* WRITTEN PROBLEM
Output the material beneath exactly, leaving nothing out.

* DATA SHOWN
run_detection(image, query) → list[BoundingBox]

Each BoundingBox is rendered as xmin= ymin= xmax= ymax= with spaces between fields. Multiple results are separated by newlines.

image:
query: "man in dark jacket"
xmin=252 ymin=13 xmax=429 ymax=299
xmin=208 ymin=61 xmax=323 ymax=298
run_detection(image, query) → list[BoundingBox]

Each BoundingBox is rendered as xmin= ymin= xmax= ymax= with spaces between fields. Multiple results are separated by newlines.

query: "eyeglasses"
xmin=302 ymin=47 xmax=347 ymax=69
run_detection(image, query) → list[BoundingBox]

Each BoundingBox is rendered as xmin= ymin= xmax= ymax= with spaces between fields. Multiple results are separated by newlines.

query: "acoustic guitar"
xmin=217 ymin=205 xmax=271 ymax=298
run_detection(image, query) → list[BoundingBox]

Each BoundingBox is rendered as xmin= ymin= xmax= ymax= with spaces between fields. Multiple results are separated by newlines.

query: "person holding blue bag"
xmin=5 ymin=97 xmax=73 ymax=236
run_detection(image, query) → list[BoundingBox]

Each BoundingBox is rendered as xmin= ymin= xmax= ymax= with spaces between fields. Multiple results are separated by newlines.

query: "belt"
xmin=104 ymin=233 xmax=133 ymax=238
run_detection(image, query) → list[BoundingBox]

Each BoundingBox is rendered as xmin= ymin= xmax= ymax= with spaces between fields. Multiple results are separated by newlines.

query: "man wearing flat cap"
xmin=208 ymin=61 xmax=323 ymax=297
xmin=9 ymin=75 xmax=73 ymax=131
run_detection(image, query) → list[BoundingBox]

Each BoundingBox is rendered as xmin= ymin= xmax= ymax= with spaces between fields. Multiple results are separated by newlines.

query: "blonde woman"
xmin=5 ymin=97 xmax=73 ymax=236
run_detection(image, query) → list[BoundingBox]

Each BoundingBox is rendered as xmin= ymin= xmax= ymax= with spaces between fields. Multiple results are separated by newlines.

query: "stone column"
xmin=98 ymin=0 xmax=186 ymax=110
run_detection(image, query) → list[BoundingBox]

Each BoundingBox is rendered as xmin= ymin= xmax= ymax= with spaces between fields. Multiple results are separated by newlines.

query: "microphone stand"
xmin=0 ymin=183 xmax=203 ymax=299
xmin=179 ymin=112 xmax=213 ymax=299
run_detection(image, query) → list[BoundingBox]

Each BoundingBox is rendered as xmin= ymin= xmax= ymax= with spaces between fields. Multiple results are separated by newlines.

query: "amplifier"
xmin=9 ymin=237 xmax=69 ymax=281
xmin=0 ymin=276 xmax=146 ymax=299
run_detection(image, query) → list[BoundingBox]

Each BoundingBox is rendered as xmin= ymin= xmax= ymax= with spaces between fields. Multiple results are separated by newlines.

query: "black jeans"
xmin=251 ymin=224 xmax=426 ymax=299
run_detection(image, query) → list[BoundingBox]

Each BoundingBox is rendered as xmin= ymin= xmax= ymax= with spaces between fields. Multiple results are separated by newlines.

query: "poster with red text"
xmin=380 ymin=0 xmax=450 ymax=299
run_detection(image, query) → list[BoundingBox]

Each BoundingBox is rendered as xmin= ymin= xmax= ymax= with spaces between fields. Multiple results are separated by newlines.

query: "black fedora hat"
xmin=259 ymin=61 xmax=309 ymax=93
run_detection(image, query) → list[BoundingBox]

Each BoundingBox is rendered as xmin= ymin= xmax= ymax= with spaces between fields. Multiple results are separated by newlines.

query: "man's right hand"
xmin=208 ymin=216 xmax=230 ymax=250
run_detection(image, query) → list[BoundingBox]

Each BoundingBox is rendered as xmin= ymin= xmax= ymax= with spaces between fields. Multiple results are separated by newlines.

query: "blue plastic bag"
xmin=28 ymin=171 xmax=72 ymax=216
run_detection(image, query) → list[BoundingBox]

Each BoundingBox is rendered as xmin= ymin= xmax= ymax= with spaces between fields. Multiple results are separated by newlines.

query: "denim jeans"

* CORRECT RESULT
run_detection(image, query) → list[BoundingBox]

Each BoundingBox is rendered as xmin= ymin= xmax= ymax= with spaces between fields. Multiple results are separated by newlines.

image:
query: "man in dark jacket"
xmin=252 ymin=13 xmax=429 ymax=299
xmin=208 ymin=61 xmax=323 ymax=298
run_detection(image, query) → list[BoundingBox]

Each BoundingBox is rendered as xmin= ymin= xmax= ymax= with spaces between fields. Multiple results are separated by newlines.

query: "eyeglasses"
xmin=302 ymin=47 xmax=347 ymax=69
run_detection(image, query) → list[BoundingBox]

Each BoundingBox is rendered as xmin= ymin= xmax= ymax= with spaces between fields. Multiple results are separated by newlines.

query: "acoustic guitar"
xmin=217 ymin=205 xmax=271 ymax=298
run_detection(image, query) → list[BoundingBox]

Each BoundingBox is rendered as xmin= ymin= xmax= ymax= with spaces between fields. Multiple results are separated by newlines.

query: "person holding blue bag"
xmin=5 ymin=97 xmax=73 ymax=236
run_detection(image, query) → list[BoundingBox]

Each BoundingBox is rendered as xmin= ymin= xmax= ymax= with spaces between fields. Multiple results are separated by newlines.

query: "belt"
xmin=104 ymin=233 xmax=133 ymax=238
run_detection(image, query) → list[BoundingBox]

Each BoundingBox is rendered as xmin= ymin= xmax= ymax= with spaces between fields. Multiple results are separated by newlines.

query: "man wearing flat cap"
xmin=208 ymin=61 xmax=323 ymax=297
xmin=9 ymin=75 xmax=73 ymax=131
run_detection(image, query) → list[BoundingBox]

Each BoundingBox is rendered as xmin= ymin= xmax= ymax= with spaces between fields. Multiple results are separated by newlines.

query: "blonde woman"
xmin=5 ymin=97 xmax=73 ymax=236
run_detection(image, query) → list[BoundingBox]

Each BoundingBox is rendered as xmin= ymin= xmax= ymax= with spaces between fields. Multiple results are separated by newlines.

query: "stone column"
xmin=98 ymin=0 xmax=186 ymax=110
run_detection(image, query) → list[BoundingBox]

Each BoundingBox is rendered as xmin= ymin= xmax= ymax= with spaces between fields. Multiple results are separated by newlines.

query: "microphone stand"
xmin=0 ymin=183 xmax=203 ymax=299
xmin=179 ymin=112 xmax=213 ymax=299
run_detection(image, query) → list[BoundingBox]

Each BoundingBox is rendered as xmin= ymin= xmax= ymax= with spaces between fields. Multiple results are separated by newlines.

query: "amplifier"
xmin=9 ymin=237 xmax=69 ymax=281
xmin=0 ymin=276 xmax=146 ymax=299
run_detection(image, query) → list[BoundingBox]

Each BoundingBox is rendered as xmin= ymin= xmax= ymax= with spaces between fields. Multiple results are separated by newlines.

query: "black jeans"
xmin=251 ymin=224 xmax=426 ymax=299
run_detection(image, query) → list[BoundingBox]

Each BoundingBox is rendered as xmin= ymin= xmax= ymax= with spaces between fields. Multiple results are separated by newlines.

query: "poster with red text"
xmin=380 ymin=0 xmax=450 ymax=299
run_detection(image, query) → list[BoundingBox]

Each BoundingBox is rendered as xmin= ymin= xmax= ymax= with spaces between fields. Multiple results are separated by newlines.

query: "black fedora hat"
xmin=259 ymin=61 xmax=309 ymax=93
run_detection(image, query) → list[BoundingBox]

Each BoundingBox is rendered as xmin= ymin= xmax= ymax= with spaces between fields. Multiple results are separated by newlines.

query: "man's right hand"
xmin=208 ymin=216 xmax=230 ymax=250
run_detection(image, query) → list[BoundingBox]

Each BoundingBox is rendered as xmin= ymin= xmax= ymax= with spaces between fields. Multiple results are separated by newlines.

query: "blue plastic bag"
xmin=28 ymin=171 xmax=72 ymax=216
run_detection(image, query) → list[BoundingBox]

Each BoundingBox is rendered as xmin= ymin= xmax= ymax= with spaces between fields. Multiple results are separated by newlines.

query: "denim jeans"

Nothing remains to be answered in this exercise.